Exercise passage:
-------

FORT SMITH, Ark. — Art therapy is used to help with a slew of mental health problems and thanks to Michelle Beshears and The Gallery on Garrison in Fort Smith, patients with Parkinson's disease have an outlet for their creativity and a space to clear their minds through art.
After Beshears was diagnosed with Young Onset Parkinson's Disease in 2020 she recalls falling into depression and using art as a way to cope with this and her new diagnosis. After finding fellowship in a fitness class, Beshears sold some of the paintings she had worked on to be able to fund a class where Parkinson's patients could "show their ability instead of their disability," Beshears said.
Through this effort, Beshears was able to raise enough funds to afford the cost of two hours of art therapy a month for four months for 16 patients at $25 a class each. While they now expect to get funding to continue the program after the summer from the Parkinson's Foundation, the group is still accepting donations by contacting The Gallery on Garrison, where classes are expected to be held the last Wednesday of every month through July.
The first class, held in April, guided attendants through a painting but Beshears says this is not the only medium they will be using.
According to a study on comorbidities of depression and Parkinson's disease, almost 35% of patients with Parkinson's experience depression. This class aims not only to provide patients with a space to explore their creativity and clear their mind but it also helps them with the characteristic tremors caused by the disease to subside through focusing on their artistic endeavors.

-------

Required tasks:
1) In the art therapy article, in what year was Beshears diagnosed with Young Onset Parkinson's Disease?
2) Copy word for word the part of the art therapy article starting with "FORT SMITH, Ark." and going on through "minds through art.".
The rows after this are separate material and not part of the art therapy article.

Collection entries:
-------

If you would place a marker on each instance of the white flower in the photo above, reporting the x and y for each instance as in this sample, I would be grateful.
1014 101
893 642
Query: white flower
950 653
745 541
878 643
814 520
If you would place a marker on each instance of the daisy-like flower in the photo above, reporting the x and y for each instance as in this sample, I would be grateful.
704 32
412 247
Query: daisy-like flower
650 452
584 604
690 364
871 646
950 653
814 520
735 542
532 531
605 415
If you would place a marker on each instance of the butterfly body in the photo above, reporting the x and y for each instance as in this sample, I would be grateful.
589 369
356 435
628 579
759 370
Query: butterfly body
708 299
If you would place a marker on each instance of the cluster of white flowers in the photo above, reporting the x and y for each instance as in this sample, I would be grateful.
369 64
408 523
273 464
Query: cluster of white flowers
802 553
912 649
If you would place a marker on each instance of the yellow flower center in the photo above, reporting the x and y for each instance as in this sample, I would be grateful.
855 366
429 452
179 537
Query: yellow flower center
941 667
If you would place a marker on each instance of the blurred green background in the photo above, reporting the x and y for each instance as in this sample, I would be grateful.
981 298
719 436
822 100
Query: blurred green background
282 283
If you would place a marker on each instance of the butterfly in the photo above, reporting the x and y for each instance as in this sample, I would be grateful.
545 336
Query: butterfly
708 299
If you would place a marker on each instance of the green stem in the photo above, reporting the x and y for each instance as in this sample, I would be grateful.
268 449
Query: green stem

-------

Task-by-task answers:
1) In 2020.

2)
FORT SMITH, Ark. — Art therapy is used to help with a slew of mental health problems and thanks to Michelle Beshears and The Gallery on Garrison in Fort Smith, patients with Parkinson's disease have an outlet for their creativity and a space to clear their minds through art.